== Task instructions ==
Starting from the top of the entries below and ending with the line containing "Target: dome ceiling light", restate every line word for word, pictures omitted.

[Natural language region descriptions]
----
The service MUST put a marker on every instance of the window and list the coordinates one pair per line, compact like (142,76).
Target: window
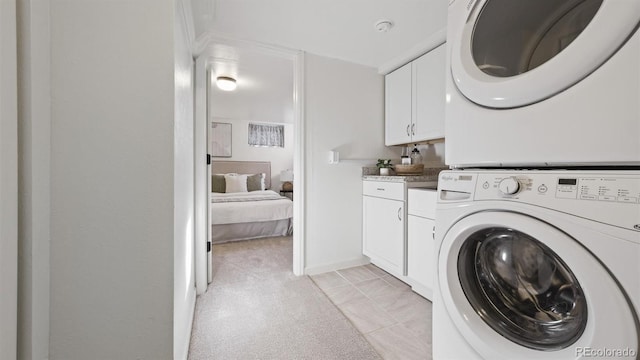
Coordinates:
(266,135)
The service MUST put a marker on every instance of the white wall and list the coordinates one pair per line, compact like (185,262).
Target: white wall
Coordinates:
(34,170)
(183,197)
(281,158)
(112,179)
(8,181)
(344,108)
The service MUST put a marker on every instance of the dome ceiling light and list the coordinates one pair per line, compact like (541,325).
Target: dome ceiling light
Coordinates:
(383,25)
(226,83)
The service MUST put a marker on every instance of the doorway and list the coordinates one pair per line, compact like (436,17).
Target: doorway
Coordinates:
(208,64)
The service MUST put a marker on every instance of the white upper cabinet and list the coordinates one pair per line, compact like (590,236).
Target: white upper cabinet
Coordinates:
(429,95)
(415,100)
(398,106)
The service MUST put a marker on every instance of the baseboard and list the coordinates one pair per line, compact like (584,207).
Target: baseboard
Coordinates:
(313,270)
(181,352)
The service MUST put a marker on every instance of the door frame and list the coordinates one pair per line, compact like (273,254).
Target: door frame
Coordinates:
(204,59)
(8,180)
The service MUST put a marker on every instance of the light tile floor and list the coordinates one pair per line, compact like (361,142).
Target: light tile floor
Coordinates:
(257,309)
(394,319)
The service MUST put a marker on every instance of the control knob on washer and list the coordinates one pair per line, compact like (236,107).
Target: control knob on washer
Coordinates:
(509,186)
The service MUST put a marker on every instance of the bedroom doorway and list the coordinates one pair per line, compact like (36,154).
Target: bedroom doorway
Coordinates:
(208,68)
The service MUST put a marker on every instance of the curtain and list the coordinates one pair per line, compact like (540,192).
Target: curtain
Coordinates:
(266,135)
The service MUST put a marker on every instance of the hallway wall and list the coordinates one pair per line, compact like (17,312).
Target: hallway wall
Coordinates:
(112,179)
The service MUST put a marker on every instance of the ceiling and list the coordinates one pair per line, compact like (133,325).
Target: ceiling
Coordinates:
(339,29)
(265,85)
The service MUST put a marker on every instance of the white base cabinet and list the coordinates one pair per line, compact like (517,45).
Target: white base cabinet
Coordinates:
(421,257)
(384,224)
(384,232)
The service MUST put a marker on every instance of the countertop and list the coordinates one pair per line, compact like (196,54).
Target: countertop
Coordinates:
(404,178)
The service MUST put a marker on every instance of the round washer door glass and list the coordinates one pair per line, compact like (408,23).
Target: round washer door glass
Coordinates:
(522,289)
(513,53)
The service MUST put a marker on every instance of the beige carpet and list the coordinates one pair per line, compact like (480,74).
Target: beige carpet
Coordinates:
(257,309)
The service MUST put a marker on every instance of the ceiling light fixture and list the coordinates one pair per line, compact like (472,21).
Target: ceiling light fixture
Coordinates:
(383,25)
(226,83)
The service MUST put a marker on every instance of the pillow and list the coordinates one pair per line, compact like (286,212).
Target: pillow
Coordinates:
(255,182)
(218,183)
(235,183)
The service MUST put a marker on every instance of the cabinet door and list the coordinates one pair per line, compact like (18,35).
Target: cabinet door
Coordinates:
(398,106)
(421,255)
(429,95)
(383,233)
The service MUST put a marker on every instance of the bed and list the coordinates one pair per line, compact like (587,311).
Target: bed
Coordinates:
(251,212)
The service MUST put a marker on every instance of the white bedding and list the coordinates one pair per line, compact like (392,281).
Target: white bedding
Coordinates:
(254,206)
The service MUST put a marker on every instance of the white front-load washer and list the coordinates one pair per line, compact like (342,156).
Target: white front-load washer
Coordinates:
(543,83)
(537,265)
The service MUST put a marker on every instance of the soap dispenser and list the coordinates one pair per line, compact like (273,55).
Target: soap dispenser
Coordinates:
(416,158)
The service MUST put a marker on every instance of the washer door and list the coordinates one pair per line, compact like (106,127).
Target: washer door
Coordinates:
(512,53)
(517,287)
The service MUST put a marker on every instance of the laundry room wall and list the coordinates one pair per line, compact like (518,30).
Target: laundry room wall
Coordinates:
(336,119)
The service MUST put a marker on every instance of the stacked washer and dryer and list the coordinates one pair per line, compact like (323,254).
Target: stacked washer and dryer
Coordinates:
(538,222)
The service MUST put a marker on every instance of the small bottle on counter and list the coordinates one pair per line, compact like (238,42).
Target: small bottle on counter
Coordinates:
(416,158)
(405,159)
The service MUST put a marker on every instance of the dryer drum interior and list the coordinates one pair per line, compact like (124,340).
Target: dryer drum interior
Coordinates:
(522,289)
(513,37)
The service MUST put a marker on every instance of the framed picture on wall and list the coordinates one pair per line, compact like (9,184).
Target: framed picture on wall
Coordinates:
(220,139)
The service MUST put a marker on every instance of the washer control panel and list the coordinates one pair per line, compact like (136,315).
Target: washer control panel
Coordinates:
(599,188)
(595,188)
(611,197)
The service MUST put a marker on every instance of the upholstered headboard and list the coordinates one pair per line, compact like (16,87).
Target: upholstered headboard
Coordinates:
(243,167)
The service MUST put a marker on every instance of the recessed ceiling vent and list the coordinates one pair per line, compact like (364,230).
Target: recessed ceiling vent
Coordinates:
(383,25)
----
== Task answer ==
The service MUST put a marker on every instance of the window and list the coordinates one pair per line, compact like (142,76).
Target: window
Coordinates:
(266,135)
The service MUST put a marker on every instance of the white wall and list the coordinates one pair per line, compact like (185,262).
Target: white wall
Coordinates:
(34,170)
(183,197)
(281,158)
(112,179)
(8,181)
(344,108)
The service MUST put a marker on every instance of the dome ceiling light and list the coordinates one pair per line, compact like (541,325).
Target: dome ceiling light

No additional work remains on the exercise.